RECORDS FOR THIS TASK =>

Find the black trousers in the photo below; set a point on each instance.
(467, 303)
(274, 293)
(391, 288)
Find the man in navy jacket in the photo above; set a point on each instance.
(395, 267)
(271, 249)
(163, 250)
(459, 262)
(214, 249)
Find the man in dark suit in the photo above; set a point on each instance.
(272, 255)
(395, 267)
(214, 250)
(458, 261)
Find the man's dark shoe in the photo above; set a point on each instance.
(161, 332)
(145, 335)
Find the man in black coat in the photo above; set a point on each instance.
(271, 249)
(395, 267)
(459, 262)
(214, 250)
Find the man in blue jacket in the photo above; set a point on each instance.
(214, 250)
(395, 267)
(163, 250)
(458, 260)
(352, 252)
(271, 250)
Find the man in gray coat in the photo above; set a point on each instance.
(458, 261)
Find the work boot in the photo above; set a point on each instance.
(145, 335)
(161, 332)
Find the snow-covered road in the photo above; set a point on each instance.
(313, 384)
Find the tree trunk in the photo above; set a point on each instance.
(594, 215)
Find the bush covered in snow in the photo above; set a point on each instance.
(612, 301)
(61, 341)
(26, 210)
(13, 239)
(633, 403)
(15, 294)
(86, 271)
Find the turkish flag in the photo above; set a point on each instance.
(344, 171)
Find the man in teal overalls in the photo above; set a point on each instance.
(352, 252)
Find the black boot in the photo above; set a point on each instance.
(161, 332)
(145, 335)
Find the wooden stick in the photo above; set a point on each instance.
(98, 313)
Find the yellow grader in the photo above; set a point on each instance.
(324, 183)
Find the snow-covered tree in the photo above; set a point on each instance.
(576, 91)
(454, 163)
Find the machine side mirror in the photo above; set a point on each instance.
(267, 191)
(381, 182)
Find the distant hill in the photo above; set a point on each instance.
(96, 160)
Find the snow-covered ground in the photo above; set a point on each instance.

DESCRIPTION OF THE TASK =>
Beginning at the line where "Find the machine" appears, extract each line through the end of the data above; keep them exact and include nothing else.

COMPLETED TASK =>
Find the machine side mirror in the photo above; set a point on each instance.
(267, 191)
(381, 182)
Find the distant hill in the photo above; set a point on each instance.
(96, 160)
Find the snow-covered ground in the photo above; set a point on each instance.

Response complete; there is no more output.